----- Information shown

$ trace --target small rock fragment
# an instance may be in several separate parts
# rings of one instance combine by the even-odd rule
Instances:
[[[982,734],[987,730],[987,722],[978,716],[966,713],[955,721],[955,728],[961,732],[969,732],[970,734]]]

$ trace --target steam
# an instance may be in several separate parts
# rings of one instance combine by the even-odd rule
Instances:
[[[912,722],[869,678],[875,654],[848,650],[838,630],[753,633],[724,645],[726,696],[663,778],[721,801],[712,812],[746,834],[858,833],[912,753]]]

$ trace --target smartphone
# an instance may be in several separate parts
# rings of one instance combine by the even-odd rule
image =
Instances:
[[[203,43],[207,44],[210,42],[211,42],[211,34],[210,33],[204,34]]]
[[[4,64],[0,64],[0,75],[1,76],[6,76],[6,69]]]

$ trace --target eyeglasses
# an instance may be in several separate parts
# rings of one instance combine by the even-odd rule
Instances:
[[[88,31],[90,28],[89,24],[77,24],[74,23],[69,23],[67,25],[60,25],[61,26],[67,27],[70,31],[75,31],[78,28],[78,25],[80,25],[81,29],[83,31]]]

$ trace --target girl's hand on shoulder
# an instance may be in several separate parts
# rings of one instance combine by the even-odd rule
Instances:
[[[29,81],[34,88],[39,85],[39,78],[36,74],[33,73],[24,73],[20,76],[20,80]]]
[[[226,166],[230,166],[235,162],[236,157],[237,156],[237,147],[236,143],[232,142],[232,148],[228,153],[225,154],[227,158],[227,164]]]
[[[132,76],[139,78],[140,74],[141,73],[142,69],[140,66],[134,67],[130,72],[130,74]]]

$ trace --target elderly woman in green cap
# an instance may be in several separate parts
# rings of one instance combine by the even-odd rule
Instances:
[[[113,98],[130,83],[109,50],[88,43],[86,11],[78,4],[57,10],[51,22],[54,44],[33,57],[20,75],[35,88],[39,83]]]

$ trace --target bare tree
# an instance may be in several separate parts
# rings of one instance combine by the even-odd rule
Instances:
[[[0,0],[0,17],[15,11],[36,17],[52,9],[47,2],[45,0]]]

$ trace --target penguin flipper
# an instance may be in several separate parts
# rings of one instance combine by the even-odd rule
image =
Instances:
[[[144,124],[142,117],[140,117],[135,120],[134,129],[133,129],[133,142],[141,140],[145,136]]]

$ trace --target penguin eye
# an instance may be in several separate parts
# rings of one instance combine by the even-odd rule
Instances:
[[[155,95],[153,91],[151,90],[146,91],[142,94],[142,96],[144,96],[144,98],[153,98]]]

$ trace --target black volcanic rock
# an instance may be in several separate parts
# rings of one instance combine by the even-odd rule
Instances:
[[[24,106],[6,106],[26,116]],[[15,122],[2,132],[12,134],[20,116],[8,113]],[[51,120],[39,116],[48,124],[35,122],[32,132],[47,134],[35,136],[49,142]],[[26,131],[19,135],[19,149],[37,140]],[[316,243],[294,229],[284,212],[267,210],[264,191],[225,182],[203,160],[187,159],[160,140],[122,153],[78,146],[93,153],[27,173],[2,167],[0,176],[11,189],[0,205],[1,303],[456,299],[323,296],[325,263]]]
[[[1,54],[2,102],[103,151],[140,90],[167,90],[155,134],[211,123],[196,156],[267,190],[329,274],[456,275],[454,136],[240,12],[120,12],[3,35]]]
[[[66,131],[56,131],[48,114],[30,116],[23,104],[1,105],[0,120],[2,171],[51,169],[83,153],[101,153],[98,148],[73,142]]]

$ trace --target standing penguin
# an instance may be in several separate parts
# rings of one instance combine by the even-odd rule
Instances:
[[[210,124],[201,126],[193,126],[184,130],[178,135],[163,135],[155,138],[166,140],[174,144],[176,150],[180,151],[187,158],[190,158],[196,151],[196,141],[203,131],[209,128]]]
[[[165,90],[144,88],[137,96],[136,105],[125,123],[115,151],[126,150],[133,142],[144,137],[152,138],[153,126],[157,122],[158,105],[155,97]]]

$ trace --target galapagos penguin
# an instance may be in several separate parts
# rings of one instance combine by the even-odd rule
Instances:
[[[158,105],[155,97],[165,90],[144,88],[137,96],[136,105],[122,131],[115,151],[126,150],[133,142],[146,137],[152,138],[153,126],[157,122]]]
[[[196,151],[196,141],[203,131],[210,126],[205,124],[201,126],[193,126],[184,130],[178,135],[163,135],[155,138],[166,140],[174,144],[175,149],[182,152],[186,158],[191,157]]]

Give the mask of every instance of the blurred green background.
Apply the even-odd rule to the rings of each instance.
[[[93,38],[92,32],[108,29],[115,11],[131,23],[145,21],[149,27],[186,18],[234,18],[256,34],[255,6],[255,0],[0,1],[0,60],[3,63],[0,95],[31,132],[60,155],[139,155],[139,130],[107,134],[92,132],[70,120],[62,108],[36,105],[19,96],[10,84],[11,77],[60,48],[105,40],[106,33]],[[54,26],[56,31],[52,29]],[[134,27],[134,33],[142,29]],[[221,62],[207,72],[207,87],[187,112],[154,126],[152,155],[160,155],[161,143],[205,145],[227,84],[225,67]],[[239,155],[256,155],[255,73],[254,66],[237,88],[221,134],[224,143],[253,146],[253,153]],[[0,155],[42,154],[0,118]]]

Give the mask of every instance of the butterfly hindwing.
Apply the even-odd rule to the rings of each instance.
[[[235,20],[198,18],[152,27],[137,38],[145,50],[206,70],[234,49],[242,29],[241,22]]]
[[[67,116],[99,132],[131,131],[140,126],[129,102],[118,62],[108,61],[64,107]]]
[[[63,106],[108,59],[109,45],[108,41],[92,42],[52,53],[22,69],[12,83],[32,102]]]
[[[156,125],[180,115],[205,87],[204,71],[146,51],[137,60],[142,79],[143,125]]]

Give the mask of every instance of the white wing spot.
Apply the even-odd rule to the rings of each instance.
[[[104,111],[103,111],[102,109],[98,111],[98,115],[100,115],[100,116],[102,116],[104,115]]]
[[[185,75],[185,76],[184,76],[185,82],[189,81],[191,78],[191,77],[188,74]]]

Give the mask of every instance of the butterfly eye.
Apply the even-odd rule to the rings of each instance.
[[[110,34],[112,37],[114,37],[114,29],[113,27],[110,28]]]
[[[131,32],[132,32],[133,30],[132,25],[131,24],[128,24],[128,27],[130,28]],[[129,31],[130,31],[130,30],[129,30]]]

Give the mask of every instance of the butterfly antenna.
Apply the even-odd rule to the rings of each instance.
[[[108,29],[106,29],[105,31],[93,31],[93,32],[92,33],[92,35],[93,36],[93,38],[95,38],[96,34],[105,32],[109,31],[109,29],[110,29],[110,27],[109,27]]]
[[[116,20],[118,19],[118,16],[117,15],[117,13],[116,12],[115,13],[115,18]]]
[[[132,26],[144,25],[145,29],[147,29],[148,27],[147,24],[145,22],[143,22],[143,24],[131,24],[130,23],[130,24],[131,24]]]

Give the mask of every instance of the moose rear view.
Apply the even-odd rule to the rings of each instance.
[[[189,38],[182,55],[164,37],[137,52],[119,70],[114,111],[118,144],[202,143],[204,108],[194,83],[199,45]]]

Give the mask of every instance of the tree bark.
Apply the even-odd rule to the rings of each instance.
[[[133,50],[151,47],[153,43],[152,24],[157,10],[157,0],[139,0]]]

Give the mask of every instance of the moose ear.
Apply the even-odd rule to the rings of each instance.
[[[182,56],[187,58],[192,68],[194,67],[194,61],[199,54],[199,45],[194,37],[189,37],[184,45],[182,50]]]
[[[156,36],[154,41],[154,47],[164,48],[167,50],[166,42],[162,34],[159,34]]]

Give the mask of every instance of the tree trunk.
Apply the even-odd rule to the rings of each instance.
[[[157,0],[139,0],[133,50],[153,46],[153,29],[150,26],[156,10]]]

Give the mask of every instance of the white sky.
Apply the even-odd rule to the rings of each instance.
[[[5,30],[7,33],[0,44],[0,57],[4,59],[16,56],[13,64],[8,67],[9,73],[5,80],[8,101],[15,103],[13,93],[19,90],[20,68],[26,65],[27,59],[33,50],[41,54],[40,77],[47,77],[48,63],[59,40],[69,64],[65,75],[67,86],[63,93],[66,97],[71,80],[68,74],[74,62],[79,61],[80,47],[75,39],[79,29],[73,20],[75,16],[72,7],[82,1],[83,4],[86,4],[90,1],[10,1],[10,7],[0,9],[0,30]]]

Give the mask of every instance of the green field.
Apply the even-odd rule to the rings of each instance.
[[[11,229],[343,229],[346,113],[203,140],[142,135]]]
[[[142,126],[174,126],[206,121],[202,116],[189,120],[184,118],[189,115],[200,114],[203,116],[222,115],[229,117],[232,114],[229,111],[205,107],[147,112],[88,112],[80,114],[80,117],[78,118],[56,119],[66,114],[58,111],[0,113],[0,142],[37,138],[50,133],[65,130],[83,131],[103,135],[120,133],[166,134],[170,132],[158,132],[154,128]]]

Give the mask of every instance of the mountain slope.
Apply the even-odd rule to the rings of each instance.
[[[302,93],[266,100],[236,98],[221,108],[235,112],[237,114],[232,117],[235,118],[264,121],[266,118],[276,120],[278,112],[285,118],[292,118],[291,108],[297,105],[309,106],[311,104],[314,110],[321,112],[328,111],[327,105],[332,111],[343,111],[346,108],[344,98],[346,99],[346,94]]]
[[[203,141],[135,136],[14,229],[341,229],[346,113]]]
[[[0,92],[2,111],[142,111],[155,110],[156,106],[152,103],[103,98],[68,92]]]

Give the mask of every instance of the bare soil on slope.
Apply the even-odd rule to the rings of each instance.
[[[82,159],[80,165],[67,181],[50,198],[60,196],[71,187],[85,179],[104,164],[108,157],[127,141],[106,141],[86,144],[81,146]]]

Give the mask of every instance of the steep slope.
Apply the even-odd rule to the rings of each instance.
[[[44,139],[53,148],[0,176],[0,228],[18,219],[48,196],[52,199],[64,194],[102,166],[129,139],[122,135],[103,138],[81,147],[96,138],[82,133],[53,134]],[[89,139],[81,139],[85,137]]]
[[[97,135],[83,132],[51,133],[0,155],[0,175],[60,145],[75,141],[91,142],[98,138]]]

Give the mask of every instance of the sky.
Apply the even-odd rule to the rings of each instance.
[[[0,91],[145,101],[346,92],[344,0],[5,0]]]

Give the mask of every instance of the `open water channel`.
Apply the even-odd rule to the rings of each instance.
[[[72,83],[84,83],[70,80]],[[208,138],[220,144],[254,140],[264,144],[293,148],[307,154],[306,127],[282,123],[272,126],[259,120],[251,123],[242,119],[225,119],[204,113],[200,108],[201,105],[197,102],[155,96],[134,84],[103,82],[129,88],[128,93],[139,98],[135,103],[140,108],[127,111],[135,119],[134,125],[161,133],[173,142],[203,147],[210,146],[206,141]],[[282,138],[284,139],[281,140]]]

----------

▶ **Work to be completed**: Put the data from its first line through the line containing "[[[4,64],[0,64],[0,75],[1,76],[6,76],[6,69]]]" into a numbered list, including both of those lines and skipping any blank lines.

▶ **Task response**:
1. $ trace --target small rock fragment
2. # an instance may be in several separate parts
3. # rings of one instance combine by the even-odd rule
4. Instances:
5. [[[982,734],[987,730],[987,722],[978,716],[966,713],[955,721],[955,728],[961,732],[969,732],[970,734]]]
6. $ trace --target steam
7. # an instance may be in several separate parts
8. # rings of one instance combine by the even-odd rule
9. Instances:
10. [[[912,722],[869,678],[875,654],[848,650],[838,630],[753,633],[724,645],[726,696],[663,778],[721,801],[712,812],[746,834],[858,833],[912,753]]]
11. $ trace --target smartphone
12. # an instance may be in several separate parts
13. # rings of one instance combine by the even-odd rule
14. image =
15. Instances:
16. [[[203,43],[207,44],[210,42],[211,42],[211,34],[210,33],[204,34]]]
17. [[[4,64],[0,64],[0,75],[1,76],[6,76],[6,69]]]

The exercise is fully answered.